─── EXCERPTED DATA ───
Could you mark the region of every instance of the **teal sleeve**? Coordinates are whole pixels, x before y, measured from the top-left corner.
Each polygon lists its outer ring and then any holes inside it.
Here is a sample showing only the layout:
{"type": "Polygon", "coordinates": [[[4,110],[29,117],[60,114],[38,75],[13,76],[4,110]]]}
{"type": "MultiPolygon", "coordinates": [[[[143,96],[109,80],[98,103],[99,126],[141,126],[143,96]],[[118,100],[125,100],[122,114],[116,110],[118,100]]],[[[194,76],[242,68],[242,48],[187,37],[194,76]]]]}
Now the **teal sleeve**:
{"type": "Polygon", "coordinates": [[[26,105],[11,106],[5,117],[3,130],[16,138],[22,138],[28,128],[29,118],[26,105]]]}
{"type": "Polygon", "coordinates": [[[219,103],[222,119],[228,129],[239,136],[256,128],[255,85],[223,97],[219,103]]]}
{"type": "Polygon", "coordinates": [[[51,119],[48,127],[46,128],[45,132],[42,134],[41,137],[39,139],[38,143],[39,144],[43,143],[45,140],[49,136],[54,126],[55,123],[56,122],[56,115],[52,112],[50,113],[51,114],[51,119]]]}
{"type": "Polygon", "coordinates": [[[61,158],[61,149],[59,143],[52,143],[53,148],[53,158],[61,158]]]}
───
**TO BE DONE**
Switch each occurrence of "teal sleeve" in the listing above to "grey sleeve", and write out all of its lines again with nothing else altered.

**FULL SOLUTION**
Could you mark the region of every instance of the **grey sleeve**? Coordinates are whole pixels, x before y, measured from the top-left corner.
Each polygon lists its outer ring and then any holes inside it.
Here is a sample showing only the layout:
{"type": "Polygon", "coordinates": [[[4,110],[29,117],[60,114],[38,75],[13,76],[4,110]]]}
{"type": "MultiPolygon", "coordinates": [[[[143,96],[109,80],[98,103],[99,126],[141,126],[143,96]],[[118,100],[125,100],[122,114],[116,110],[118,100]]],[[[194,76],[242,68],[242,48],[187,37],[194,76]]]]}
Now the **grey sleeve**:
{"type": "Polygon", "coordinates": [[[26,105],[11,106],[5,117],[3,130],[16,138],[22,138],[28,128],[29,118],[26,105]]]}
{"type": "Polygon", "coordinates": [[[219,103],[222,119],[228,129],[239,136],[256,128],[255,85],[223,97],[219,103]]]}
{"type": "Polygon", "coordinates": [[[51,119],[48,127],[46,128],[45,132],[42,134],[41,137],[39,139],[38,143],[39,144],[43,143],[45,140],[49,136],[54,126],[55,123],[56,122],[56,115],[52,112],[50,113],[51,114],[51,119]]]}
{"type": "Polygon", "coordinates": [[[61,158],[61,149],[59,143],[52,143],[53,148],[53,158],[61,158]]]}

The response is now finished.